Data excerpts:
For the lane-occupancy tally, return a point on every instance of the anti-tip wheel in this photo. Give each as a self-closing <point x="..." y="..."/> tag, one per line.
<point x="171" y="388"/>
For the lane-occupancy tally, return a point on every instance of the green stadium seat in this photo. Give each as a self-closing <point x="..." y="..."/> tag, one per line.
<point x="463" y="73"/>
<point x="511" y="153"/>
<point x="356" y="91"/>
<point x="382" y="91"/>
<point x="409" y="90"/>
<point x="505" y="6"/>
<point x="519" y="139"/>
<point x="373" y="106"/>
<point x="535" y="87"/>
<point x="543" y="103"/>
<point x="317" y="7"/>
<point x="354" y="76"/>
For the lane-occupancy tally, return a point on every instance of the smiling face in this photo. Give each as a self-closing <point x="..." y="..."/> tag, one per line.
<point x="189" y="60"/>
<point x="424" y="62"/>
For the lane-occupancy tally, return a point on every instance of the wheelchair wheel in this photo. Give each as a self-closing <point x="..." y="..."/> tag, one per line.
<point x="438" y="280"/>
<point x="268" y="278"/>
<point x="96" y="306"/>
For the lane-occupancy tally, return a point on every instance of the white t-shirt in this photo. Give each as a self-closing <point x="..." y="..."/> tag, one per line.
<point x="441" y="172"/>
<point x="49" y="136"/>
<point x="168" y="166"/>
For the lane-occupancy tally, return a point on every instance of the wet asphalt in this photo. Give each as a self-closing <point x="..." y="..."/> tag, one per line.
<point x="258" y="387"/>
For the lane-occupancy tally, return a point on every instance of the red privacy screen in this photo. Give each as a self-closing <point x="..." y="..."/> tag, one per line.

## Your instructions
Print the entries once more, character for character.

## Written solution
For the lane-occupancy tally, return a point on every instance of the anti-tip wheel in this photo. Give each as a self-closing <point x="..." y="..."/> tag, one per line.
<point x="171" y="388"/>
For the lane-occupancy tally, return a point on every instance of the green stadium seat in this photo. Give each as a self-closing <point x="..." y="..."/> tag, one per line.
<point x="463" y="73"/>
<point x="511" y="153"/>
<point x="356" y="91"/>
<point x="382" y="91"/>
<point x="409" y="90"/>
<point x="505" y="6"/>
<point x="519" y="139"/>
<point x="373" y="106"/>
<point x="535" y="87"/>
<point x="543" y="103"/>
<point x="317" y="7"/>
<point x="354" y="76"/>
For the lane-occupancy tally, return a point on every instance of the smiling face in this photo. Give each as a self-closing <point x="..." y="..."/> tag, one per line.
<point x="189" y="60"/>
<point x="424" y="62"/>
For the lane-occupancy tally, return a point on every instance of the wheelchair wheel in this photo. Give each as a self-closing <point x="..." y="..."/> tag, one per line.
<point x="438" y="280"/>
<point x="268" y="278"/>
<point x="96" y="306"/>
For the lane-occupancy tally, return a point on every instance of the white t-shirt in this photo. Give each as a self-closing <point x="..." y="..."/> tag, one per line.
<point x="441" y="172"/>
<point x="49" y="136"/>
<point x="168" y="166"/>
For the lane-occupancy tally, return a point on every instance of the wet asphalt in this photo. Give each as a self-closing <point x="..." y="..."/> tag, one per line.
<point x="258" y="387"/>
For the lane-occupancy tally, return a point on every instance of the red privacy screen in this photo. Give each as a self-closing <point x="..." y="..."/> tag, one per line.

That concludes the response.